Exercise:
Show every line of the records below that contains the word "mountain", treating uppercase and lowercase letters as different.

Excerpts from a pointing dataset
######

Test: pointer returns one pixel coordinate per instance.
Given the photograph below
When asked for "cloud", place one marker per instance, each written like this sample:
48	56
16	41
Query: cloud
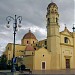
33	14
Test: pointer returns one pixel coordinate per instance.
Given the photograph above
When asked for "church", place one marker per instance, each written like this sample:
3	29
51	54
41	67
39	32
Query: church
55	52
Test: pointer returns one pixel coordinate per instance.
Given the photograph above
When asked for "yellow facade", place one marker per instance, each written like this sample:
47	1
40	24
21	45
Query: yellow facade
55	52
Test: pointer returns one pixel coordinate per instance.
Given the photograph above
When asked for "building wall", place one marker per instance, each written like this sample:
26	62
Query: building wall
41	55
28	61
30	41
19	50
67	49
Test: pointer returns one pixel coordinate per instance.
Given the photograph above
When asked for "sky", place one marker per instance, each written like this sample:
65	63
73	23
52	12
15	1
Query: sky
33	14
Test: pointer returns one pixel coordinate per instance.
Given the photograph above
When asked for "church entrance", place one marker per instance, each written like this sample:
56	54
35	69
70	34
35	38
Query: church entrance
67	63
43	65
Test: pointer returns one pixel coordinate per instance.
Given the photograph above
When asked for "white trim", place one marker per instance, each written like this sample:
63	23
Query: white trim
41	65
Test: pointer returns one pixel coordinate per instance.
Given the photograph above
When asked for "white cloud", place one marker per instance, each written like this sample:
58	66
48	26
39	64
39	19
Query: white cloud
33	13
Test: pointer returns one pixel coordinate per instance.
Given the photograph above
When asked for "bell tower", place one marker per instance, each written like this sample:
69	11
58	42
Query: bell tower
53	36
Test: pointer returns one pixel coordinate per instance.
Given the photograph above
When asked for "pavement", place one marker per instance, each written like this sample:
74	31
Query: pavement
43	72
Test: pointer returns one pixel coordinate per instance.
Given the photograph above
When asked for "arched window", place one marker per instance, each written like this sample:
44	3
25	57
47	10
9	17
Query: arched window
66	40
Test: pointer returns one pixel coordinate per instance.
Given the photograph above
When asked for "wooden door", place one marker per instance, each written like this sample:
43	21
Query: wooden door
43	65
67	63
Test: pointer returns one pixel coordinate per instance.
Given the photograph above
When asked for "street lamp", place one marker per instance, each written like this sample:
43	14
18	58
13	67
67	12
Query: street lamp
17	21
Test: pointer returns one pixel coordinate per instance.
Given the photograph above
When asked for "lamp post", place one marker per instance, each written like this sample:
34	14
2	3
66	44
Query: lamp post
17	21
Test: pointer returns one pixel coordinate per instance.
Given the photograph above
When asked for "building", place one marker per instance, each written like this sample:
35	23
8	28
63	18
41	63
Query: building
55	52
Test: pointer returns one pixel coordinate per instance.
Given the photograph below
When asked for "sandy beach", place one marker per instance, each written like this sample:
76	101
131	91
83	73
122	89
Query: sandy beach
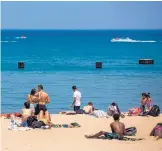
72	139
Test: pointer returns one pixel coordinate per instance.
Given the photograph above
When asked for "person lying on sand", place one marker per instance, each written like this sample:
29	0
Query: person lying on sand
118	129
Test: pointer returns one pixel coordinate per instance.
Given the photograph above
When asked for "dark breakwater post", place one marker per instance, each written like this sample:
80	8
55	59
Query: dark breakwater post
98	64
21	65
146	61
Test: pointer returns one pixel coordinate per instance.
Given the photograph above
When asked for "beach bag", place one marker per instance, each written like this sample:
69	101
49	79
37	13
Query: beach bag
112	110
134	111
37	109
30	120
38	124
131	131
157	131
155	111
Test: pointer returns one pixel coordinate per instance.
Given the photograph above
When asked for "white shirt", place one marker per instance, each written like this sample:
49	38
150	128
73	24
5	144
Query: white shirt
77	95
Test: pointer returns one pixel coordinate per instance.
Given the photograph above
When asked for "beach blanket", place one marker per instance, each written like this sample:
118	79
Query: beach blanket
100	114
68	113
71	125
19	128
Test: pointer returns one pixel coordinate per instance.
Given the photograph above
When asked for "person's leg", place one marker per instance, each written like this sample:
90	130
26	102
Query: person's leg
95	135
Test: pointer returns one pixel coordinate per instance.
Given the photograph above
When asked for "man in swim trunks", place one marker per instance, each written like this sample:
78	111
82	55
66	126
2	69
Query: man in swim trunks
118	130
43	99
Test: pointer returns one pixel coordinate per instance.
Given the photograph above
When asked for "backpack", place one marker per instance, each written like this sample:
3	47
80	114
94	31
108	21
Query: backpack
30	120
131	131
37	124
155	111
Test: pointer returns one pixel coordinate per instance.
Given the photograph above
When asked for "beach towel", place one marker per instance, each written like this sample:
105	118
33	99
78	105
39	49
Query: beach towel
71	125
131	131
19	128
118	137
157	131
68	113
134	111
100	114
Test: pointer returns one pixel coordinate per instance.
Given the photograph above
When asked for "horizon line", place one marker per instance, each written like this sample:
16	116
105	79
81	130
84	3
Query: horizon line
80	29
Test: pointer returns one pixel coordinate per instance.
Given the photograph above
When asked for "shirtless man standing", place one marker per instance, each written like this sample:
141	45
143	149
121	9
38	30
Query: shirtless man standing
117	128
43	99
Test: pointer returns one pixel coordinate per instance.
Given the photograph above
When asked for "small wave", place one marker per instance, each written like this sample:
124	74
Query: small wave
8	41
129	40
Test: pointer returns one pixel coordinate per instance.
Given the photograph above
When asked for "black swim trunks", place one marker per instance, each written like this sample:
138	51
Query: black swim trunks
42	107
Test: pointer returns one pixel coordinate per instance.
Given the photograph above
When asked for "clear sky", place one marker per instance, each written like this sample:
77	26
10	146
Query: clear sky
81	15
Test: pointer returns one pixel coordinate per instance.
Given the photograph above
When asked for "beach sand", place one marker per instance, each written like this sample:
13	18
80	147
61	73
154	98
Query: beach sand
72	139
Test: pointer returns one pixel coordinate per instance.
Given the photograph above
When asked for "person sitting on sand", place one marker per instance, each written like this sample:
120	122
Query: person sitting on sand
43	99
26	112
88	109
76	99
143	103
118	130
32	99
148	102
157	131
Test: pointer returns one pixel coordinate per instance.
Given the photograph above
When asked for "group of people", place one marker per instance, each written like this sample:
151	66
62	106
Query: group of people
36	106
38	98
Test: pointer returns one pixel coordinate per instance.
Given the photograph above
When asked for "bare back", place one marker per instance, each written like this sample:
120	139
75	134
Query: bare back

######

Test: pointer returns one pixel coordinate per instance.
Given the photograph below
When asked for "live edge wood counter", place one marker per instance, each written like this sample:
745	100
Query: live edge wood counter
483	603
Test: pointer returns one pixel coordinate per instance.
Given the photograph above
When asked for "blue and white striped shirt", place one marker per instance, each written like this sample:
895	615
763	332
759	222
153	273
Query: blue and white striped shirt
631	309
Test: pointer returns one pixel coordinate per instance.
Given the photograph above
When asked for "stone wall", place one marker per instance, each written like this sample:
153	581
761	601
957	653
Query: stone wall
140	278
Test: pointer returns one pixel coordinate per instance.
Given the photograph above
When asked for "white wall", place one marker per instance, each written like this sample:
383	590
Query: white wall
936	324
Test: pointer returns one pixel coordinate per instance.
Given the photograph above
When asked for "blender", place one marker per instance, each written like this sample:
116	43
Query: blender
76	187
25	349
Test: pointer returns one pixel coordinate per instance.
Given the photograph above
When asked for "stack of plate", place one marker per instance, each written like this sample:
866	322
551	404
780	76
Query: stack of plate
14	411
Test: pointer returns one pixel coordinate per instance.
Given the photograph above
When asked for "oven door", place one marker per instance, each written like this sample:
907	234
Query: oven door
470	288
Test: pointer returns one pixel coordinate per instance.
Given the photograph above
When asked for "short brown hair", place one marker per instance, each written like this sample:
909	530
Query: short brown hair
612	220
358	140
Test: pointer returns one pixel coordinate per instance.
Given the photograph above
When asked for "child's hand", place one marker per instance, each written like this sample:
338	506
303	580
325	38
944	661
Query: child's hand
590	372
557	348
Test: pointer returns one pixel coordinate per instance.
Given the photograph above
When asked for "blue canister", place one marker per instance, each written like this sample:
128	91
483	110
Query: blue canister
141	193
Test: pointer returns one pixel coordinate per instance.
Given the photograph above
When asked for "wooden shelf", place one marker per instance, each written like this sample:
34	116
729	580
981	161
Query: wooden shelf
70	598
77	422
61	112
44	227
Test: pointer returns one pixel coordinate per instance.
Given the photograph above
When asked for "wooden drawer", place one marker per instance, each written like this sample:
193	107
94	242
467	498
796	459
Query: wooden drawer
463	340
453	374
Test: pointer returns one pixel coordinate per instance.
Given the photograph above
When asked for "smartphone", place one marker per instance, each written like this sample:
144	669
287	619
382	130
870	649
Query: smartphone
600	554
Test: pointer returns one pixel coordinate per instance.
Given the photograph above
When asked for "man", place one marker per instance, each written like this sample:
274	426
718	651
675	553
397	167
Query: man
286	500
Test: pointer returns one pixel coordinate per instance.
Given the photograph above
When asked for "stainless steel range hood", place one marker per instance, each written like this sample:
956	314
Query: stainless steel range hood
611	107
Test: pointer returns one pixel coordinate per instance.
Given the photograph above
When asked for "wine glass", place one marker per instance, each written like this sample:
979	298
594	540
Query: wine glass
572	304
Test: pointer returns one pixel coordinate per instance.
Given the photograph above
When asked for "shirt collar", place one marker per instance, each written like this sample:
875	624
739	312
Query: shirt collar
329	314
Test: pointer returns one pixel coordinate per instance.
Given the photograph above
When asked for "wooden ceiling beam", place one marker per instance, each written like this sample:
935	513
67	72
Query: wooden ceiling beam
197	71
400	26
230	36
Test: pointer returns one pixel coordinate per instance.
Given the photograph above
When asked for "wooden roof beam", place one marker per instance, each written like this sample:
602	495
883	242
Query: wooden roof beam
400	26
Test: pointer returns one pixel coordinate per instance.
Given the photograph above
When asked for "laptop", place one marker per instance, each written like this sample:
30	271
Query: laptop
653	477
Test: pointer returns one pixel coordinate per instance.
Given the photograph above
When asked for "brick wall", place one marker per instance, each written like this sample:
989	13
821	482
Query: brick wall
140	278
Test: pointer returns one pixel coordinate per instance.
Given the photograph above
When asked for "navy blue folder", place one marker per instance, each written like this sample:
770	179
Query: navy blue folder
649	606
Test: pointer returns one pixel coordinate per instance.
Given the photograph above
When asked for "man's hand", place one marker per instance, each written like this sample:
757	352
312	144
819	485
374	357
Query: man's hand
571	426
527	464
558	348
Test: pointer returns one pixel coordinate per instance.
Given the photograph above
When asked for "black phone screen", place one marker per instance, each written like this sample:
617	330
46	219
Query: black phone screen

######

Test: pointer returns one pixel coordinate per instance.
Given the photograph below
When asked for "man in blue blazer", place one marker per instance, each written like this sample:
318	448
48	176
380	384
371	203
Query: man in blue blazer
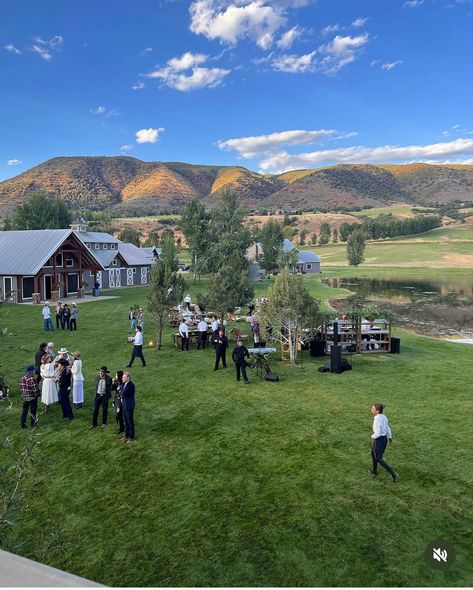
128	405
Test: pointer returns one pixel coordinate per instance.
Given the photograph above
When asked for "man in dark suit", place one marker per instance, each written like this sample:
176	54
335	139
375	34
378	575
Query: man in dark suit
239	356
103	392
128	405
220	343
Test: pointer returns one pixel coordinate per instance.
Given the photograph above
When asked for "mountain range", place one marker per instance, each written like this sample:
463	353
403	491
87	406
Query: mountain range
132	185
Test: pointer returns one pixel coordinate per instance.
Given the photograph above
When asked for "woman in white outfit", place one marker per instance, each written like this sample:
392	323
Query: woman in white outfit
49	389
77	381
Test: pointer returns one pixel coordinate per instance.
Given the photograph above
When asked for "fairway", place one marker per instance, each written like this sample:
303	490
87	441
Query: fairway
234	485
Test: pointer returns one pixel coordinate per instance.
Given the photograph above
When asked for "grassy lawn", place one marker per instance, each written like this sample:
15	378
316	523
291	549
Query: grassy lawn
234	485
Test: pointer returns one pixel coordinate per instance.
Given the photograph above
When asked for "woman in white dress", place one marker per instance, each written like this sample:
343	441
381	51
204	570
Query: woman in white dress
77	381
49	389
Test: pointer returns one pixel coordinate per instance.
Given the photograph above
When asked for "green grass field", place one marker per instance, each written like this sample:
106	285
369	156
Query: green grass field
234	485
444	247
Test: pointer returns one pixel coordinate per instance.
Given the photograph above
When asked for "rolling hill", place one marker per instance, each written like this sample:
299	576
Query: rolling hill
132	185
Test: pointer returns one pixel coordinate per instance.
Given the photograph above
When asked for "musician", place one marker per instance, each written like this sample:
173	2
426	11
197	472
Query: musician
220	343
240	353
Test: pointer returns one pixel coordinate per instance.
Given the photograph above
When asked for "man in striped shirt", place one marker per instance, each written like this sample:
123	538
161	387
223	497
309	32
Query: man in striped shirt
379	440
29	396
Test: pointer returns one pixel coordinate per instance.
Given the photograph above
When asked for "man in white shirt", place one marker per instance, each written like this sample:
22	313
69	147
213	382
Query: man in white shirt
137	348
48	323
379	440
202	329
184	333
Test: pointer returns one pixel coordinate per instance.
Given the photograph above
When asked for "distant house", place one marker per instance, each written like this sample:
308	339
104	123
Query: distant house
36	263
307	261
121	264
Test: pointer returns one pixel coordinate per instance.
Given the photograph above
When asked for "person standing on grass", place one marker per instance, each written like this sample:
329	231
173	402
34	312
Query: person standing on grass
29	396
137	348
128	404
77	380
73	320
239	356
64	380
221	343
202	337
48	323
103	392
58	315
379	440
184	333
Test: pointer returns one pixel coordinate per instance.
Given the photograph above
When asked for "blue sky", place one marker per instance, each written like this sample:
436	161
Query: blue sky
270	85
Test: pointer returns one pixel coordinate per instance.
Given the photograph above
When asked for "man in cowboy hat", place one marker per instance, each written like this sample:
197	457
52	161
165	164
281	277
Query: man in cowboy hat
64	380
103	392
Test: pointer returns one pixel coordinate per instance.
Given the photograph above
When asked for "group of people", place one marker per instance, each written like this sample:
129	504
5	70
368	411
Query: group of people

######

Response:
When asked for "mountain range", place one marker per instance, each written like this sample:
Query: mountain range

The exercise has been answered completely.